- [ACTIVITY]: The first line of the entries and each line after it, through the one that contains "Can you find the backpack", are to be duplicated exactly; no picture belongs in the copy.

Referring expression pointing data
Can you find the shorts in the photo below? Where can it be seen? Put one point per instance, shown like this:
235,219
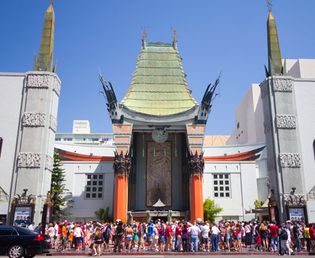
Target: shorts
162,239
78,240
204,240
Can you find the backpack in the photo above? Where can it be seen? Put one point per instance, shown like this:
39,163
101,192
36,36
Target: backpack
283,234
150,230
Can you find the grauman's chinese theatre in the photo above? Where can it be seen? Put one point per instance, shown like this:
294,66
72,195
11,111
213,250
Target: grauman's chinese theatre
158,132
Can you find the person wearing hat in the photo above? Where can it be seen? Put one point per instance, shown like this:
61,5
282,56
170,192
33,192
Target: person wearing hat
312,237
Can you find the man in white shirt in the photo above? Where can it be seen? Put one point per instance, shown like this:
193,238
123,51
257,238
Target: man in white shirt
205,229
194,232
215,231
31,226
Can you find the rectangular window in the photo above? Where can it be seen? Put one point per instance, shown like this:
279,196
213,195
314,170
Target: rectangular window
221,185
1,141
96,191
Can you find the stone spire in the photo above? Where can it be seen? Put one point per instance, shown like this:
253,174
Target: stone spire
44,62
274,54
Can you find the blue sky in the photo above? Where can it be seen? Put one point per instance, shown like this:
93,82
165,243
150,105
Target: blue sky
214,36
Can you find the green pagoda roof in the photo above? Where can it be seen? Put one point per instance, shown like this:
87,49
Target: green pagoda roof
158,85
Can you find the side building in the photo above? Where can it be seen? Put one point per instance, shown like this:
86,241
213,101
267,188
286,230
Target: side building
29,104
88,160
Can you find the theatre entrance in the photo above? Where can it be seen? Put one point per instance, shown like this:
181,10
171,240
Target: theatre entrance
159,173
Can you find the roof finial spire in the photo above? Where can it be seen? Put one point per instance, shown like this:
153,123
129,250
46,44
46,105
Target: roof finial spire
144,35
174,37
44,62
274,54
269,5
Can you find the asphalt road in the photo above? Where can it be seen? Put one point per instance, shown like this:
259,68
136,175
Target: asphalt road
179,256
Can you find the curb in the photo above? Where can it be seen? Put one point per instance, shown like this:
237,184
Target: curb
173,254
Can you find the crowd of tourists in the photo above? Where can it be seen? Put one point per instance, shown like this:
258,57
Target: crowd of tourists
181,236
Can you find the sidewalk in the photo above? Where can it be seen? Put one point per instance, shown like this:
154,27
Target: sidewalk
246,252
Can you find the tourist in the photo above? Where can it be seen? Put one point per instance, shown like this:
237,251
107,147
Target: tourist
274,235
307,237
194,232
107,235
185,235
263,230
97,241
129,237
168,236
248,235
142,234
118,236
51,233
312,237
178,237
78,234
205,230
162,236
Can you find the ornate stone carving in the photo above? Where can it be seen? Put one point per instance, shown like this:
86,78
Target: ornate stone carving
196,163
49,164
284,85
311,194
56,87
294,200
38,80
32,119
24,199
264,90
290,160
29,160
286,121
53,123
122,164
267,127
4,197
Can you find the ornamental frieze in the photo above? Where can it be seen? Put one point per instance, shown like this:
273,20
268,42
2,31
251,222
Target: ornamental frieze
53,123
29,160
286,121
311,194
38,80
56,86
290,160
294,200
33,119
267,127
284,85
122,164
264,90
49,164
196,163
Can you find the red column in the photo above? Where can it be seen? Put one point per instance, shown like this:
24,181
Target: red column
196,197
120,197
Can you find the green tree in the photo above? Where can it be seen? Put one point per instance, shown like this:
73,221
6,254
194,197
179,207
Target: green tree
210,210
103,214
58,190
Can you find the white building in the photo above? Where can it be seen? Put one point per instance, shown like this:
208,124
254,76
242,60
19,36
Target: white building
28,118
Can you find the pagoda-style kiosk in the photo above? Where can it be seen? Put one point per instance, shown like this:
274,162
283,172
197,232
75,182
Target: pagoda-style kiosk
158,132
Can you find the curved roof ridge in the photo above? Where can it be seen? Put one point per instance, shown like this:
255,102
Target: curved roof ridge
158,69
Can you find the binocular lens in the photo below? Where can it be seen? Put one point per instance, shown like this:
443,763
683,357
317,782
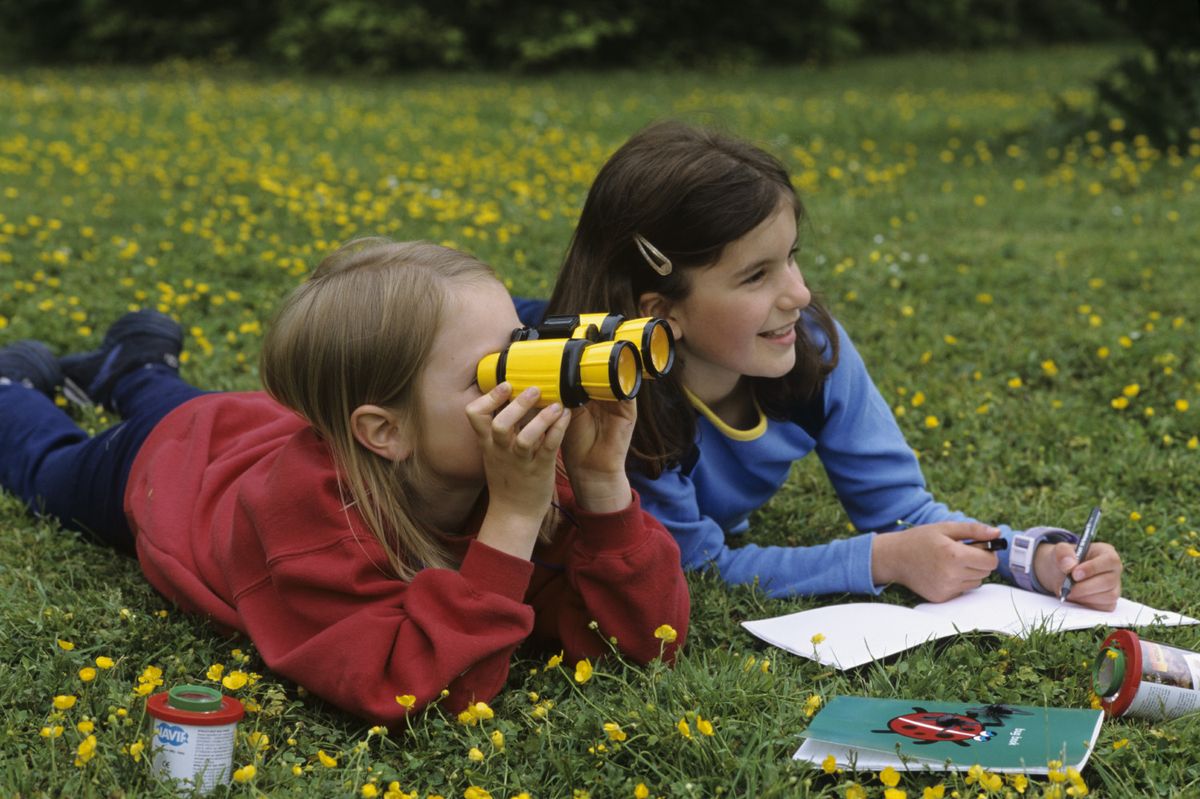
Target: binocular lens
610,371
654,340
570,371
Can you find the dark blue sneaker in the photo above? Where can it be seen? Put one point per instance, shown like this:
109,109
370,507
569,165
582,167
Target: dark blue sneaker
136,340
30,364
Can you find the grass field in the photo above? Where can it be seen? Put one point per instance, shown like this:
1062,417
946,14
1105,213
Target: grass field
1026,304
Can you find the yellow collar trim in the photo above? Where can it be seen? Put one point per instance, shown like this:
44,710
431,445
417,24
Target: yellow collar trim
748,434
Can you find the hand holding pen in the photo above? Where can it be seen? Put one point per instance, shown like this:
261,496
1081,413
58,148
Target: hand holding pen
1081,547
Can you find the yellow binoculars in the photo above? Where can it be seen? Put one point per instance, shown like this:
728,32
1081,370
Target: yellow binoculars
573,359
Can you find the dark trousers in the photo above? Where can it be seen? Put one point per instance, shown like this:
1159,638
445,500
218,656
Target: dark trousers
61,472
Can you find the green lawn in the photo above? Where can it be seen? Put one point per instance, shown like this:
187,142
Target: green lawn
1027,306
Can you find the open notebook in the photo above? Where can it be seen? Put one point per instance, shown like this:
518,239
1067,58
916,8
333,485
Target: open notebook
845,636
869,734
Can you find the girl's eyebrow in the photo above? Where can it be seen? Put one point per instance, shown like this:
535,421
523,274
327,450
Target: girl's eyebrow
765,262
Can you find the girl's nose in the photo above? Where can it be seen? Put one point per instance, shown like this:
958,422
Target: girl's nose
796,294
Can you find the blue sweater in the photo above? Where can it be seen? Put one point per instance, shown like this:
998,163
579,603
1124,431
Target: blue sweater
871,468
861,446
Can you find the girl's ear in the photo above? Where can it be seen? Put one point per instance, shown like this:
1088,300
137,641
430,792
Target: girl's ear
383,432
652,304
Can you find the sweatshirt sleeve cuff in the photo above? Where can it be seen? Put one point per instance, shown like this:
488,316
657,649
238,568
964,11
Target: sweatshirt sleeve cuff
491,571
611,533
863,551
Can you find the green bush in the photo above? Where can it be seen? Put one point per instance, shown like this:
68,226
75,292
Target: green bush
389,35
1156,92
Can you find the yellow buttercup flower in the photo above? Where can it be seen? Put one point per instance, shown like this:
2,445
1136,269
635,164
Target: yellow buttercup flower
235,680
613,731
85,751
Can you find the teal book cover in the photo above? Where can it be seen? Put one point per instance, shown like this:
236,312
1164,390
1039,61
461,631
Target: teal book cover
869,734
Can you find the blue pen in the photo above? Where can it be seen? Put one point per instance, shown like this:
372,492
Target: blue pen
1085,542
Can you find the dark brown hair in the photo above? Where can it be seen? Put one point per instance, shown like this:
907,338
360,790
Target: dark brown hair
690,192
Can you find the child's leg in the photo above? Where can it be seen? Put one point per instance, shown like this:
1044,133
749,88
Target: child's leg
58,470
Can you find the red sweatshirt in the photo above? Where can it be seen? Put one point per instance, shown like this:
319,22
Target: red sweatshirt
238,515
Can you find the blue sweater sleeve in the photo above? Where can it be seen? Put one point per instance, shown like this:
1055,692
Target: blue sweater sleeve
870,464
838,566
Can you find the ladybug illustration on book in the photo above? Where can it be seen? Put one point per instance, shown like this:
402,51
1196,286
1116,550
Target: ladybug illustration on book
933,726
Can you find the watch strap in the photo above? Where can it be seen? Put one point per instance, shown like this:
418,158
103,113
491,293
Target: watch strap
1025,546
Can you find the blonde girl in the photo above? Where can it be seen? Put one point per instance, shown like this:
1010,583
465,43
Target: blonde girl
372,522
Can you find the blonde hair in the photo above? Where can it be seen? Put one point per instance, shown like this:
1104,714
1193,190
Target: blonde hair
359,331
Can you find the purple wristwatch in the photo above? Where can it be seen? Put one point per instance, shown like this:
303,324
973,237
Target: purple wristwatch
1025,545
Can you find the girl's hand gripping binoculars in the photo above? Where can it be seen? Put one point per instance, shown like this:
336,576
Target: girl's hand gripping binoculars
573,359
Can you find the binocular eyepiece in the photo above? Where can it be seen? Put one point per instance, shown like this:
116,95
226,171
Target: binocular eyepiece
573,359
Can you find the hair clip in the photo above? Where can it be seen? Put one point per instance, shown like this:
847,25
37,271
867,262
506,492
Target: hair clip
658,262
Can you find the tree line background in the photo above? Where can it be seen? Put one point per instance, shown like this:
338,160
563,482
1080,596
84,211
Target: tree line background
387,35
1156,90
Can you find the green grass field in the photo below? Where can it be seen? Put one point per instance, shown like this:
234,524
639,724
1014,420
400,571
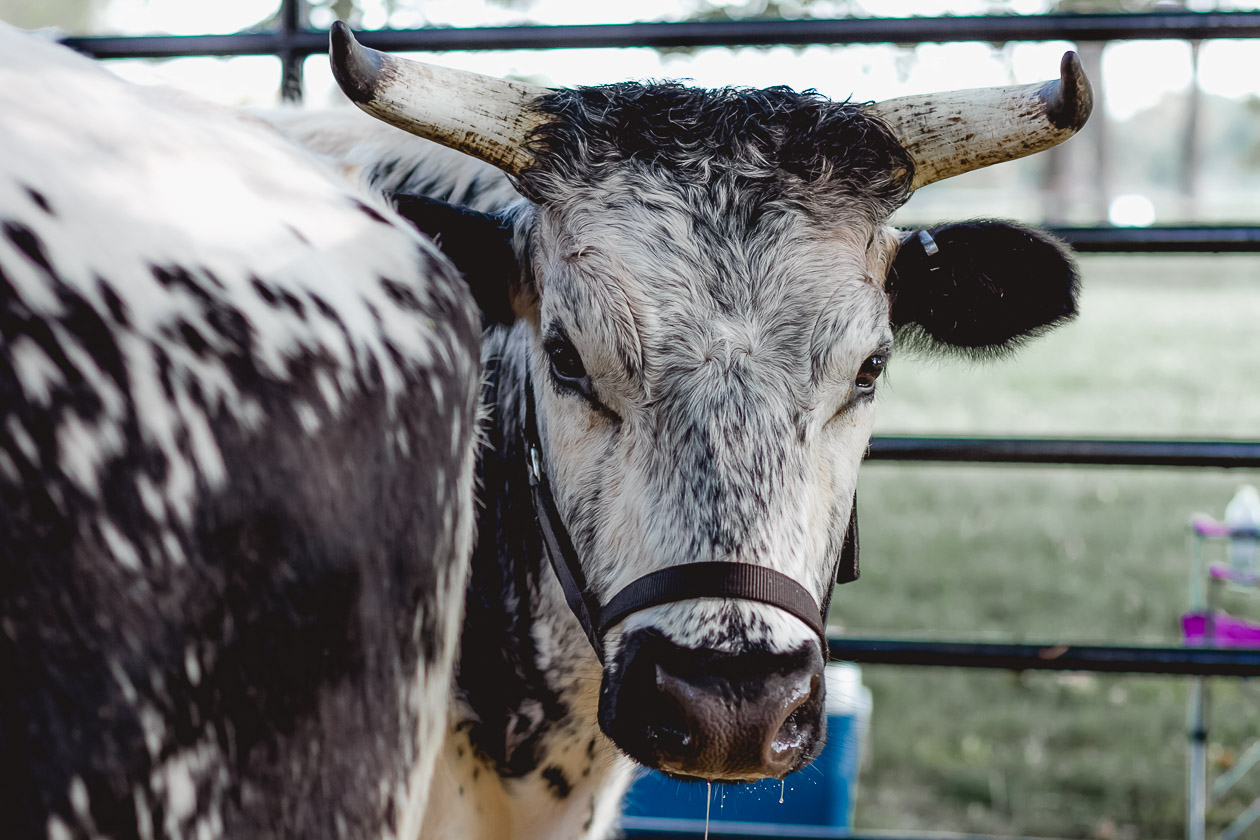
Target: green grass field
1163,348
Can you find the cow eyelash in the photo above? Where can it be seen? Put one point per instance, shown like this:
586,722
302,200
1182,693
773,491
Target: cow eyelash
863,384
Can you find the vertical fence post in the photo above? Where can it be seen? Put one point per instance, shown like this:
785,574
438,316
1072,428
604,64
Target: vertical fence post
290,59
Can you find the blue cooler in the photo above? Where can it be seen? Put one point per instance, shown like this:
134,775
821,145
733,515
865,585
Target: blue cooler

- [RESULT BELOW]:
Can you find the shorts in the photo below? Where can it be seen? Put one point per instance, shown like this:
235,219
Target: shorts
162,239
78,240
204,240
Can you find the backpack in the photo above? Where can it be seen? Put one point per instance, shown like this:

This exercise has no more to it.